-- Things to do --
a) According to the passage on William Carey, in what year was the Serampore Compact written?
b) Write the next part of the passage on William Carey, starting after its last sentence.

-- Supplied text --
William Carey taught me the centrality and the comfort of knowing the sovereignty of God:

Despite the charge that Calvinism leads to the death of missions, Carey was a five-point Calvinist, and his Serampore Compact of 1805 reflects this, as does this letter of advice to a young missionary:

Remember three things. First, that it is your duty to preach the Gospel to every creature; second, remember that God has declared that His word shall accomplish that for which it was sent; third, that He can easily remove the present seemingly formidable obstacles as we can move the smallest particles of dust.

Carey taught me that God’s sovereignty motivates us to action:

Carey grieves for this fallen world. Carey writes that even the “Christian lands” present, “a dreadful scene of ignorance, hypocrisy, and profligacy,” and that, “every method that the enemy can invent is employed to undermine the kingdom of our Lord Jesus Christ.” And yet, this dire state of affairs is not an excuse for hunkering down on the defensive. Rather, Carey, in the face of adversity, urges even more vigorous Gospel endeavors. In “Section Three” of his famous tome (with the very long title), An Enquiry into the Obligations of. Christians to use means for the Conversion of the Heathens, Carey calls us to vigorous action despite hardship and obstacles: “All these things are loud calls to Christians, and especially to ministers, to exert themselves to the utmost.”

-- Data listing --
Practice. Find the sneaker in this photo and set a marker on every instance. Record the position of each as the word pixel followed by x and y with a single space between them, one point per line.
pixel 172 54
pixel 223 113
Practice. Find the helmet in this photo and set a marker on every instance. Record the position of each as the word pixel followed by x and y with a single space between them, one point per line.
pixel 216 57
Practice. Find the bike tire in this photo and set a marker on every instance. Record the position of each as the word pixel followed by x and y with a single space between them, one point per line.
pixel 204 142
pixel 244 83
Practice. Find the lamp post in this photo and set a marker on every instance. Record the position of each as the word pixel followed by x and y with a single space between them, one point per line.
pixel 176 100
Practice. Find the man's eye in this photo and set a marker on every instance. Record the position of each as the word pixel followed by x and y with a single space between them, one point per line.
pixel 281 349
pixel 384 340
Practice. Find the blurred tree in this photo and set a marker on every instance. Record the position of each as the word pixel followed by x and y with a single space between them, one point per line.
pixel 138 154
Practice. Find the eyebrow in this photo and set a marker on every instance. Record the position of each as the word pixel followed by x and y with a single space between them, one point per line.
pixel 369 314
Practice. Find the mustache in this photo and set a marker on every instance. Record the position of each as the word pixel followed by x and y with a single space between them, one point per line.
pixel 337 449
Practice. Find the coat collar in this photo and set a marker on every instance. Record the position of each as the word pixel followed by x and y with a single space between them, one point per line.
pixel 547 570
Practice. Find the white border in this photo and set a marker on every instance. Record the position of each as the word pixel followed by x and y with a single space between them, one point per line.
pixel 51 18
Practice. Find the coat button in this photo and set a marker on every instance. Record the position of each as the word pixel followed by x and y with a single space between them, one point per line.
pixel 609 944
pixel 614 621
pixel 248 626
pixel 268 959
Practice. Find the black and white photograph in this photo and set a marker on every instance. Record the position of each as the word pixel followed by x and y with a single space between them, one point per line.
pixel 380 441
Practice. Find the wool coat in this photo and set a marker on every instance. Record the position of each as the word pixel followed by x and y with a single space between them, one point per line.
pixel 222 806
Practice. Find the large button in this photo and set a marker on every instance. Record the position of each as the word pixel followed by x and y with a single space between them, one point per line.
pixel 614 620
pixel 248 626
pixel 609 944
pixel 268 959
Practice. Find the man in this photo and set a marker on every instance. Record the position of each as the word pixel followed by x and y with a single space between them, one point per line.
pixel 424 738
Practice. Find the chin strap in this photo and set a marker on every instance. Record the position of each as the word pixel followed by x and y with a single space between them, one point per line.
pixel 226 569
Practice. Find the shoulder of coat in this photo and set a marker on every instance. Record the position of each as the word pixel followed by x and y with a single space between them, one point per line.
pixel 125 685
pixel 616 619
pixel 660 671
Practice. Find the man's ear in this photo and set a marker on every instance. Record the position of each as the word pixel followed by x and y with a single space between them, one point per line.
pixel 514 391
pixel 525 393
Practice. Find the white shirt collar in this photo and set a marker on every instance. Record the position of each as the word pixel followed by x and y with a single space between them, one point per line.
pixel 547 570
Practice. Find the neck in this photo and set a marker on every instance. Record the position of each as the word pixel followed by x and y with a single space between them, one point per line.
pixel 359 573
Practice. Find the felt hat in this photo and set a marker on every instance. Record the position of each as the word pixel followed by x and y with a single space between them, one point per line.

-- Task-by-task outputs --
a) 1805

b)
Carey’s writing throbs with urgency. One can feel the beat of his great heart. Examine, for instance, the Serampore Compact of 1805, which fixed the principles of action for Carey’s small missionary band:

We are firmly persuaded that Paul might plant and Apollos water, in vain, in any part of the world, did not God give the increase. We are sure that only those ordained to eternal life will believe, and that God alone can add to the church such as shall be saved. Nevertheless we cannot but observe with admiration that Paul, the great champion for the glorious doctrine of free and sovereign grace, was the most conspicuous for his personal zeal in the word of persuading men to be reconciled to God. In this respect he is a noble example for our imitation. Our Lord intimated to those of His apostles who were fishermen, that he would make them fishers of men, intimating that in all weathers, and amidst every disappointment they were to aim at drawing men to the shores of eternal life. Solomon says: "He that winneth souls is wise," implying, no doubt, that the work of gaining over men to the side of God, was to be done by winning methods, and that it required the greatest wisdom to do it with success.

Carey, above, is passionately pouring out his soul. Even while trusting in a Sovereign God who foreordains whatsoever comes to pass, Carey begs for action! And these two things are not in the least bit contradictory.

Here is a great reminder for us - the evangelization of the world is not a cause for detached stoicism. A trust in God’s sovereignty is no excuse for detached coldness of heart concerning the state of those who do not know Christ. The Apostle Paul wept for his kinsman. The Lord Jesus wept for Jerusalem. Are we too sophisticated and refined to be driven to tears by the desperate peril of the unsaved? If we truly ponder the state of the world and the condition of poor souls, and if these concerns were ever-present and heavy on our minds such that we would give up our former lives and go to them, not only out of compassion for the lost but out of love for the Saviour, is this then a mark of fanaticism, or rather a mark of very sane and logical priorities? William Carey has taught me the sober sanity of that strange compulsion called the missionary call.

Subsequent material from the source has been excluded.